_What is needed_: Give back exactly the lines that start at the one containing "Point to the chest" and run to the end of the material below, both ends included.

╭──

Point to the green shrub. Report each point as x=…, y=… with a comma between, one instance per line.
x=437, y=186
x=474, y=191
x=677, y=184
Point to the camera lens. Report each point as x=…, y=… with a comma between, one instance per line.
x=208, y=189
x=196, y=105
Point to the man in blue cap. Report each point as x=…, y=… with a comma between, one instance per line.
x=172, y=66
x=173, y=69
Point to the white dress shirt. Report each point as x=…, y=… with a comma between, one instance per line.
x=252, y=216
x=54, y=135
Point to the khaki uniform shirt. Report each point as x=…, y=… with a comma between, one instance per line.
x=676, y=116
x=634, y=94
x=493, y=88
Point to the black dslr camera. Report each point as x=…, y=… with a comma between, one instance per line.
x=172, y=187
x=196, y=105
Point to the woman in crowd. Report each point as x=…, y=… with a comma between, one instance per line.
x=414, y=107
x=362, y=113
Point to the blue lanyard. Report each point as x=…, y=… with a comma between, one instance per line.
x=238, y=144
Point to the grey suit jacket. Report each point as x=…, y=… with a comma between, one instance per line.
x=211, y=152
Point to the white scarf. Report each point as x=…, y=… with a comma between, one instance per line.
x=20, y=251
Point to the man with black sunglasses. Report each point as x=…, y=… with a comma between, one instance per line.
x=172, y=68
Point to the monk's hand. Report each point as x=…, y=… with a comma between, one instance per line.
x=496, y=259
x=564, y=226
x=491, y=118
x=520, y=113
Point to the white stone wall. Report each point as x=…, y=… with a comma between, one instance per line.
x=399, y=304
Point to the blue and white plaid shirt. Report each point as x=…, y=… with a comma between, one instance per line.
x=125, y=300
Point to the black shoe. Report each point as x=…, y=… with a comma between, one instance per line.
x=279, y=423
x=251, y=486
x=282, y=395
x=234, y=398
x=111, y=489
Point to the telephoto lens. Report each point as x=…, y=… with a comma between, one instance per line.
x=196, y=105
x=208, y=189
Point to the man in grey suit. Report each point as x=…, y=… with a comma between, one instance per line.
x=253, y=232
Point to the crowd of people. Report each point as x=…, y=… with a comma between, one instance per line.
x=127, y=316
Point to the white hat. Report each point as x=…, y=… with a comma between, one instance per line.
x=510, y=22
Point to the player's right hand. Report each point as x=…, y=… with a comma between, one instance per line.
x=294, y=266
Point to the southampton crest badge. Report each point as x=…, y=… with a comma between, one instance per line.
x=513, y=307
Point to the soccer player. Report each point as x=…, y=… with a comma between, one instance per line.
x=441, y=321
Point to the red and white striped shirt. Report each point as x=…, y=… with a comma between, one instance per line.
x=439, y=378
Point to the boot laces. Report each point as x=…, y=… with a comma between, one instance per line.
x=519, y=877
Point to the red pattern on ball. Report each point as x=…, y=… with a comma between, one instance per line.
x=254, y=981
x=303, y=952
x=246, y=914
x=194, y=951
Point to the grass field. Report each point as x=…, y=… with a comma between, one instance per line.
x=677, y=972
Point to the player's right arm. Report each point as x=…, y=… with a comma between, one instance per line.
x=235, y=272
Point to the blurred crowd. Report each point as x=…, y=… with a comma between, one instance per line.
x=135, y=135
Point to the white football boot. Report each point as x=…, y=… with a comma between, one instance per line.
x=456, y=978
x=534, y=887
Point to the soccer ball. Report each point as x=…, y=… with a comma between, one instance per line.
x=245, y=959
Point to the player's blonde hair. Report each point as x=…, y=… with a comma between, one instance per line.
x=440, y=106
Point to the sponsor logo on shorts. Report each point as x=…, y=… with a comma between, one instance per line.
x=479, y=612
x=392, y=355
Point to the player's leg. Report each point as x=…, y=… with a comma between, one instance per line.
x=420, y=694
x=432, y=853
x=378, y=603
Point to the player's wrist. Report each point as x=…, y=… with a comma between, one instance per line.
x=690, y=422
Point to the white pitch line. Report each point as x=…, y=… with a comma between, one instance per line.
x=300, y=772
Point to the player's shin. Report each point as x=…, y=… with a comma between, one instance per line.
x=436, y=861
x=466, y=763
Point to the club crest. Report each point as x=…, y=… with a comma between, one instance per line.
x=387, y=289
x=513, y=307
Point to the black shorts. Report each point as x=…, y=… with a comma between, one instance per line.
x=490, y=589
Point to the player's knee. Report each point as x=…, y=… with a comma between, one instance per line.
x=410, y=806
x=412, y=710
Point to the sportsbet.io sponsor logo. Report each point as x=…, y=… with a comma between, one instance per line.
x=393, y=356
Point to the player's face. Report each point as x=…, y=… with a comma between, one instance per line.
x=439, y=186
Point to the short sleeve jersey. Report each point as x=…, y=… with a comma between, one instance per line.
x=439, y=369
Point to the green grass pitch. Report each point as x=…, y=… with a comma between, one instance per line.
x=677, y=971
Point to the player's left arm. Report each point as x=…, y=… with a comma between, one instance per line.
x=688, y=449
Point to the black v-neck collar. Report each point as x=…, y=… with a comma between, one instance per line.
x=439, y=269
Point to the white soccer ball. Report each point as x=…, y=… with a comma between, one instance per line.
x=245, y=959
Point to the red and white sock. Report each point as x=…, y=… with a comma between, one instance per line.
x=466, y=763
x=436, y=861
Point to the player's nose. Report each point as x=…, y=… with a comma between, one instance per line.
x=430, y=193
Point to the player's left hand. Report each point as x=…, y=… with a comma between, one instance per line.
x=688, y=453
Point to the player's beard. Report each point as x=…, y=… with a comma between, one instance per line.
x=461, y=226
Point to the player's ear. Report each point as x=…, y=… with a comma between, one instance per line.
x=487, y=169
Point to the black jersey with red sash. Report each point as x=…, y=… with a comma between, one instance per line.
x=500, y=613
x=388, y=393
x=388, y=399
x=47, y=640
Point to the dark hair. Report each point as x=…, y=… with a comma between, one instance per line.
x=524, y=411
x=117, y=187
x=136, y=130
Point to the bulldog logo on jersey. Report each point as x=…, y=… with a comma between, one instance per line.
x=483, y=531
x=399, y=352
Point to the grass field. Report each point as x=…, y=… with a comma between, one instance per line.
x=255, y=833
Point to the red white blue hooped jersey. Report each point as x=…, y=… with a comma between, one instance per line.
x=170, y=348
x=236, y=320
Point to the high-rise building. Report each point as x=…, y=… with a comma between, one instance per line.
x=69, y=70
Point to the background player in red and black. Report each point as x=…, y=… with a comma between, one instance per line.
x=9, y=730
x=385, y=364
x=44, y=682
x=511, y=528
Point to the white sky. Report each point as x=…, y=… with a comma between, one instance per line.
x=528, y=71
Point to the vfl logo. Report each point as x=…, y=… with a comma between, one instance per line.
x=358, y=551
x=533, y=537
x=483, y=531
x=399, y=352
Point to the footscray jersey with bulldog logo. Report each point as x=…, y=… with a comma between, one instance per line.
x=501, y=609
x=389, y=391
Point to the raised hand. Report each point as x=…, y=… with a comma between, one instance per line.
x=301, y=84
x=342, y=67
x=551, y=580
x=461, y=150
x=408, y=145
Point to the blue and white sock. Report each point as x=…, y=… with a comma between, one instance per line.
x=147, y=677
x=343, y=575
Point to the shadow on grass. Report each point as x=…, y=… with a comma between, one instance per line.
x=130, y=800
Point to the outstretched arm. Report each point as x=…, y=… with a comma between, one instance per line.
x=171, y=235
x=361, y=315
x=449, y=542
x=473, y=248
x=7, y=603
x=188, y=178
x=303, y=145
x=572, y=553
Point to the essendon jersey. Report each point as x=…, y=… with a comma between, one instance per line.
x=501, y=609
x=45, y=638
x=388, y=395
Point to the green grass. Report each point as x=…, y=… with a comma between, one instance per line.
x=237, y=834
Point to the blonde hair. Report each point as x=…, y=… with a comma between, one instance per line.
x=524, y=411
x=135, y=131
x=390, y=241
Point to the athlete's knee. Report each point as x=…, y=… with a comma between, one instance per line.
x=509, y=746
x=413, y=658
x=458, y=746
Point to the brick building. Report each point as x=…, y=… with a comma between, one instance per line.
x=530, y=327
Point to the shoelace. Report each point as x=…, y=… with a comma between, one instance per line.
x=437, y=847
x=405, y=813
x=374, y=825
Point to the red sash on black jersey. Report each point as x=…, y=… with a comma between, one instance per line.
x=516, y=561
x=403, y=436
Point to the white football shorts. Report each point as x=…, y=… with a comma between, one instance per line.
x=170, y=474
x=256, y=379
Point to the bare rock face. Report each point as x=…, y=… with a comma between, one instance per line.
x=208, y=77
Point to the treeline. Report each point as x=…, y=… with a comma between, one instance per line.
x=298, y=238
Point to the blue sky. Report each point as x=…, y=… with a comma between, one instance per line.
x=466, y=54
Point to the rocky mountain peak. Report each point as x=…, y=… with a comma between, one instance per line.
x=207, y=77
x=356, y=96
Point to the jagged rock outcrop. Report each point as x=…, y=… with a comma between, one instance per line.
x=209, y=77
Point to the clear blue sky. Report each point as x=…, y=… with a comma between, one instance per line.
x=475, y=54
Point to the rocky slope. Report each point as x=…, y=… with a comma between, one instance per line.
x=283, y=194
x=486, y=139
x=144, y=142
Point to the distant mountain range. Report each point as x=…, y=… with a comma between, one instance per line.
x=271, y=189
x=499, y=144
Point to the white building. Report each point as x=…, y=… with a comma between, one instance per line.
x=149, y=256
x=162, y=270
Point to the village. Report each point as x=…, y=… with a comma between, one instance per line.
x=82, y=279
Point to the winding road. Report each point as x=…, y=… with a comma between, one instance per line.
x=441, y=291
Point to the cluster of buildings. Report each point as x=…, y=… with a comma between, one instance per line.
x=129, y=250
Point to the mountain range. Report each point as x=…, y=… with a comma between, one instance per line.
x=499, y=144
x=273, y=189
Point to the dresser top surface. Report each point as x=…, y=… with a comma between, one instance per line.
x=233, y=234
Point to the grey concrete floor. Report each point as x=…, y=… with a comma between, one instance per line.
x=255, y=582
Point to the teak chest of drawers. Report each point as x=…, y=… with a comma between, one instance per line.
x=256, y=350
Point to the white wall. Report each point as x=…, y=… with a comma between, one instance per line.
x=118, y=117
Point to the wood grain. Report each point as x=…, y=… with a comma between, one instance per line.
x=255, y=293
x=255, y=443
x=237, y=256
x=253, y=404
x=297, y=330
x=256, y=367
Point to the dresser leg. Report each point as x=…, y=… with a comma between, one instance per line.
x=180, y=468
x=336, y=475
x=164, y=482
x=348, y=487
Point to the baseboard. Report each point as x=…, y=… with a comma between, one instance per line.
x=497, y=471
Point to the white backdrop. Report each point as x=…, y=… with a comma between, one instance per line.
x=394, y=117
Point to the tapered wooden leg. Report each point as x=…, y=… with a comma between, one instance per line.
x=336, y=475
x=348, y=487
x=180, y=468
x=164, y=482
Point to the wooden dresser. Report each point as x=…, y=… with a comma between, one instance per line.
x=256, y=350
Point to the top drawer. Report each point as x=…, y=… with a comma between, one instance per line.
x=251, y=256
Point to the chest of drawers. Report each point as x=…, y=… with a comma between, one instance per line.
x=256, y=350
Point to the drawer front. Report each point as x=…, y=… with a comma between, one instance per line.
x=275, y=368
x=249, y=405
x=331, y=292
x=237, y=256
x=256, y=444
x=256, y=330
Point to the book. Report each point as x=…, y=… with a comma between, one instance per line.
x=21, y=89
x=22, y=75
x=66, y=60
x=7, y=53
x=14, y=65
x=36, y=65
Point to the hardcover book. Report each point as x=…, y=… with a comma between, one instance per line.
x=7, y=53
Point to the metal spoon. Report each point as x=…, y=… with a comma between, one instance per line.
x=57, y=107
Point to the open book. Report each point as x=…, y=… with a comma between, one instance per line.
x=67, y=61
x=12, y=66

╰──

_Answer for the task_:
Point to the chest of drawers. Report each point as x=…, y=… with a comma between, one instance per line.
x=256, y=350
Point to the drawer front. Report each point as x=…, y=… with a comma between, one instance per line.
x=275, y=368
x=249, y=405
x=331, y=292
x=237, y=256
x=256, y=444
x=256, y=330
Point to the book. Report each point as x=…, y=… with a comma between, one instance per line.
x=21, y=89
x=22, y=75
x=66, y=60
x=7, y=53
x=14, y=65
x=36, y=65
Point to the hardcover book. Report each point as x=…, y=… with a comma between, one instance per line.
x=7, y=53
Point to the metal spoon. Report each point as x=…, y=… with a comma between, one instance per line.
x=57, y=107
Point to the open book. Report each point as x=…, y=… with a comma between, one instance per line.
x=67, y=61
x=12, y=66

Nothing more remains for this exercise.